━━━ Input material ━━━
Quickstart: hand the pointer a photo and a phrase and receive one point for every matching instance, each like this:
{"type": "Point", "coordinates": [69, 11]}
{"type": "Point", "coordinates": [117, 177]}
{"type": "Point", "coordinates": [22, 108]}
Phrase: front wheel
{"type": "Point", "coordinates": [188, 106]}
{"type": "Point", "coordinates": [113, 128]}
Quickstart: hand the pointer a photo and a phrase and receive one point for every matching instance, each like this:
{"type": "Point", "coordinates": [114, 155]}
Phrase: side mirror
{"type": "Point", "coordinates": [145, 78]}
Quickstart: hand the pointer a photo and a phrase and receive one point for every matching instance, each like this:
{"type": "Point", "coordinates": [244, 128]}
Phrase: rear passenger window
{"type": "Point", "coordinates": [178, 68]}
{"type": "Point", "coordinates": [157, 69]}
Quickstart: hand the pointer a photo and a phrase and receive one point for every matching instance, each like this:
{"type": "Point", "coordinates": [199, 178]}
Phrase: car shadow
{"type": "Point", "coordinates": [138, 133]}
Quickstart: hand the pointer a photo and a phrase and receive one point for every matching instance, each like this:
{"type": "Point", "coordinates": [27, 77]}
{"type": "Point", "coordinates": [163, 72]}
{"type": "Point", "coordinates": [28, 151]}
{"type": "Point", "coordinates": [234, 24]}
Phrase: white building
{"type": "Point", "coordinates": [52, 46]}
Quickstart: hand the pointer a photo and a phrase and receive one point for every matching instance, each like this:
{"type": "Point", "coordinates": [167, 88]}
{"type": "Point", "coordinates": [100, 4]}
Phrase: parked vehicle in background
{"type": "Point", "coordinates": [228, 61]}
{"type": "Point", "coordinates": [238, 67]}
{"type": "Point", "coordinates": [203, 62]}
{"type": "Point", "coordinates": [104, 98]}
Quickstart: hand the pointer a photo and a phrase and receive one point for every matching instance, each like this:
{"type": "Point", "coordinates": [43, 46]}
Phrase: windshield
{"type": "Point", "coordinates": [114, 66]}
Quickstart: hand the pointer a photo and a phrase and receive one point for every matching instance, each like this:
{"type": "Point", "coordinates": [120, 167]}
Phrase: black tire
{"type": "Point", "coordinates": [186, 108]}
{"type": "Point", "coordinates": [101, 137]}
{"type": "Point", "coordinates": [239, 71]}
━━━
The task – Your answer must be the lines from the one containing "Phrase: windshield" through the last line of the entries, copied exactly, with no other lines.

Task answer –
Phrase: windshield
{"type": "Point", "coordinates": [114, 66]}
Quickstart: hand the pointer a photo and a phrase and receive one point for every matching instance, each like this:
{"type": "Point", "coordinates": [120, 167]}
Phrase: black tire
{"type": "Point", "coordinates": [186, 108]}
{"type": "Point", "coordinates": [101, 137]}
{"type": "Point", "coordinates": [239, 71]}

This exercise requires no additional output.